Going through the entries below, copy out each line that contains "roof".

- **Material provided**:
[Start of section]

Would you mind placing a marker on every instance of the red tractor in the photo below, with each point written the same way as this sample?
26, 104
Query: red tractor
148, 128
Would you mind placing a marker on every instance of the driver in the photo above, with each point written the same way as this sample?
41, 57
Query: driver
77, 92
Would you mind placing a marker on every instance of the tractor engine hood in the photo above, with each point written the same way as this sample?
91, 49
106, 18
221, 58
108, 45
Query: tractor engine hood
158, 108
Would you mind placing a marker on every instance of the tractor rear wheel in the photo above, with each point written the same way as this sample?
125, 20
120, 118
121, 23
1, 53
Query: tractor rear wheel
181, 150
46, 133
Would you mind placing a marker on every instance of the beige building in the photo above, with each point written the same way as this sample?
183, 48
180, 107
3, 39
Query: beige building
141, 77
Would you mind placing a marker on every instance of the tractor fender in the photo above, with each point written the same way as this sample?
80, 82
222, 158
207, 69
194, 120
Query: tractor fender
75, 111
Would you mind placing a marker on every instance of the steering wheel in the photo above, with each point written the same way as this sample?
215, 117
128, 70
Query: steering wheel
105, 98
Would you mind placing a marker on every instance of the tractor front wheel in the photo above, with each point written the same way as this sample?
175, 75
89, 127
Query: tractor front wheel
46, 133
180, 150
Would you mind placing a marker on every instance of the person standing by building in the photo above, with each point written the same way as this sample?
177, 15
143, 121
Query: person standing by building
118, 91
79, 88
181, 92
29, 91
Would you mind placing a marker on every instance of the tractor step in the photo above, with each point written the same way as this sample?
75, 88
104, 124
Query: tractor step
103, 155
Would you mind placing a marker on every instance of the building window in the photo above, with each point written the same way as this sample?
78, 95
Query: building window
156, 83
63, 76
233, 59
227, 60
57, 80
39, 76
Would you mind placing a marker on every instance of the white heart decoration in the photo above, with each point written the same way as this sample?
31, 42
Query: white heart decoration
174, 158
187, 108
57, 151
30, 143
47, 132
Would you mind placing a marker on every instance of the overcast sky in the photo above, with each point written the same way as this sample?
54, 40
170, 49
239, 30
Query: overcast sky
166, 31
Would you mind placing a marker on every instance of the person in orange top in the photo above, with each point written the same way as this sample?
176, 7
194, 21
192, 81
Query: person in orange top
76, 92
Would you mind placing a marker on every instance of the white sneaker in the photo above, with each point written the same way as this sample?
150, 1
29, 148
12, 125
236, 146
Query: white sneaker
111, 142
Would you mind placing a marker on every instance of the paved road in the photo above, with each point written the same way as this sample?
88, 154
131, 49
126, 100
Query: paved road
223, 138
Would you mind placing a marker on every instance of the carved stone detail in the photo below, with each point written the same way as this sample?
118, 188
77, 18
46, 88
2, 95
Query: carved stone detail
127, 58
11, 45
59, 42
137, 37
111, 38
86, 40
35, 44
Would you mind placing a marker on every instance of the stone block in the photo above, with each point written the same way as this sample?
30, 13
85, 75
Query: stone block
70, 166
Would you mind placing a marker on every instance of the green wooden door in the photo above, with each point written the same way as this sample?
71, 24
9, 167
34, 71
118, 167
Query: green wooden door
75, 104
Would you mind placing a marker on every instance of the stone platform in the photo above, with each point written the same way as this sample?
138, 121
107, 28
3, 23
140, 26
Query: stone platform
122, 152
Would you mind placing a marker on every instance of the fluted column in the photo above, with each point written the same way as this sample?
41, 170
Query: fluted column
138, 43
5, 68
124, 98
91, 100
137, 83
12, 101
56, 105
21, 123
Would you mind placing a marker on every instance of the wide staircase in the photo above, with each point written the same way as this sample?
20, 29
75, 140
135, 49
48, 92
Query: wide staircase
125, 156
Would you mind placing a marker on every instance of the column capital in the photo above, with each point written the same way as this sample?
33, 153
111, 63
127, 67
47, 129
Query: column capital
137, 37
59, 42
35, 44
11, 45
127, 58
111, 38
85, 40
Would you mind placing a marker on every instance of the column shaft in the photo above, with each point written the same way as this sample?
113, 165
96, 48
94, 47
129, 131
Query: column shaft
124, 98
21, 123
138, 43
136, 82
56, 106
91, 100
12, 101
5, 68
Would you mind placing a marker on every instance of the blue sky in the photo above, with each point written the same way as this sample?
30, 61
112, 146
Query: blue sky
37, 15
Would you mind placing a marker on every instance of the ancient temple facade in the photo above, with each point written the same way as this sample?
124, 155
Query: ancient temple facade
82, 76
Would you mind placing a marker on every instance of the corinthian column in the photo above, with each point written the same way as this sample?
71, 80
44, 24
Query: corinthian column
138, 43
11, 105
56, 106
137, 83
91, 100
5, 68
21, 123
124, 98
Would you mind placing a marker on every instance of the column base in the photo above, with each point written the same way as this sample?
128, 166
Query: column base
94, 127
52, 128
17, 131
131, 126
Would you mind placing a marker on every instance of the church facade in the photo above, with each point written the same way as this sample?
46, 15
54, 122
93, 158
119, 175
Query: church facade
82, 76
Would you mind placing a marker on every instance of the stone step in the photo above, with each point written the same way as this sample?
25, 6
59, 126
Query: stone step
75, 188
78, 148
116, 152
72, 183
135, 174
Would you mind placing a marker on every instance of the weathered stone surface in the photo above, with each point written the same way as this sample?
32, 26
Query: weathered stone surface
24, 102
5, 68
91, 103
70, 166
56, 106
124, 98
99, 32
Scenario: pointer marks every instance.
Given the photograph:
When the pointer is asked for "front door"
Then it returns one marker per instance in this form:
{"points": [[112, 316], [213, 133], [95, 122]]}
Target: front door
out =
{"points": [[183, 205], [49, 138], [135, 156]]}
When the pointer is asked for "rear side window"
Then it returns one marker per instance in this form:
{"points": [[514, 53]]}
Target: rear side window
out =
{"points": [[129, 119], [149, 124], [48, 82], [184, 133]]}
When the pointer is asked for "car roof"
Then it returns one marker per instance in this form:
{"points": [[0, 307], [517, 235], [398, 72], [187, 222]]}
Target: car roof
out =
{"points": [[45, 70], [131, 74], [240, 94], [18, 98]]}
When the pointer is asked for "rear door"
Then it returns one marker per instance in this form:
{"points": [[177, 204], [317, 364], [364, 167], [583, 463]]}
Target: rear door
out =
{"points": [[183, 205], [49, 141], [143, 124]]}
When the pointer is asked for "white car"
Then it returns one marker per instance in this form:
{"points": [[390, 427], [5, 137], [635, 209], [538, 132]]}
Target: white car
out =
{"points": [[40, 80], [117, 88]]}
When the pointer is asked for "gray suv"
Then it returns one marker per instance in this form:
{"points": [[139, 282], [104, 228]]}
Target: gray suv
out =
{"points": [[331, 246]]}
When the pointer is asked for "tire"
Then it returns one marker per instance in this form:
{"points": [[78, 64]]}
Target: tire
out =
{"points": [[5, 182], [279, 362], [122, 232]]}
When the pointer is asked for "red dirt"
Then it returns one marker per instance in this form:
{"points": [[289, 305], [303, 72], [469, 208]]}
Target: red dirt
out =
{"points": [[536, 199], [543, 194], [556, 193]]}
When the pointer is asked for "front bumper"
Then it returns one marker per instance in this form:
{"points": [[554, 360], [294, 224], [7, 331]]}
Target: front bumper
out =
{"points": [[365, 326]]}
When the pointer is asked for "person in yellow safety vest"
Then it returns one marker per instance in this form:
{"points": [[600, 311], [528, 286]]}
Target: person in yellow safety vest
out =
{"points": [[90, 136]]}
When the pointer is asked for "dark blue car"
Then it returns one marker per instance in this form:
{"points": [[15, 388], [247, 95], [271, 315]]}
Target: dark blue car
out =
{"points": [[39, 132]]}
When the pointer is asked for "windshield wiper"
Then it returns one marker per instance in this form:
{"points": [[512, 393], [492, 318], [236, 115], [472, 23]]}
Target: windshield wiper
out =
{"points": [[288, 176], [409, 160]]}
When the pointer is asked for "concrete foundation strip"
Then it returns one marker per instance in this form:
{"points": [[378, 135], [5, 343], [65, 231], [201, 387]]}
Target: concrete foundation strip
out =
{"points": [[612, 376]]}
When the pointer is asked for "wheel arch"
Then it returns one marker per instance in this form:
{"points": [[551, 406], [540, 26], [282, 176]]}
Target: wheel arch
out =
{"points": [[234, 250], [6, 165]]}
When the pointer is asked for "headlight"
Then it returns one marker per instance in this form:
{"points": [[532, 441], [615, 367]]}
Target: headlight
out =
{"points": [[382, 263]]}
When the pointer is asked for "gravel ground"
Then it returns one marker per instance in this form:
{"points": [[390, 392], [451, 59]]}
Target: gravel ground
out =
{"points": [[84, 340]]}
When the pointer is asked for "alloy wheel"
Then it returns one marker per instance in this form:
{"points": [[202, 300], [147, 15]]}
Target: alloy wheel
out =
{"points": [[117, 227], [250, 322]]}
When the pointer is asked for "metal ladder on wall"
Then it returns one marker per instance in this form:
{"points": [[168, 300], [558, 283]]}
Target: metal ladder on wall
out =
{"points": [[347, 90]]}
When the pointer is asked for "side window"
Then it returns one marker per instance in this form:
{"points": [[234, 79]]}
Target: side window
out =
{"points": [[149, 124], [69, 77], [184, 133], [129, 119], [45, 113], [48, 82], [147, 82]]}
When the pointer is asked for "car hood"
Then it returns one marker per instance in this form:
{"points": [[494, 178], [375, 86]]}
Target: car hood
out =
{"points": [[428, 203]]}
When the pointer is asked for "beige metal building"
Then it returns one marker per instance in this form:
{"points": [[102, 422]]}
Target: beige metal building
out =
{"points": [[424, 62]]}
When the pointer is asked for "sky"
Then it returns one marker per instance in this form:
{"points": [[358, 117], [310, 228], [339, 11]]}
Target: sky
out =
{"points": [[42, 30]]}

[End of section]

- **Answer for this exercise**:
When the pointer is asked for "car roof"
Target: car roof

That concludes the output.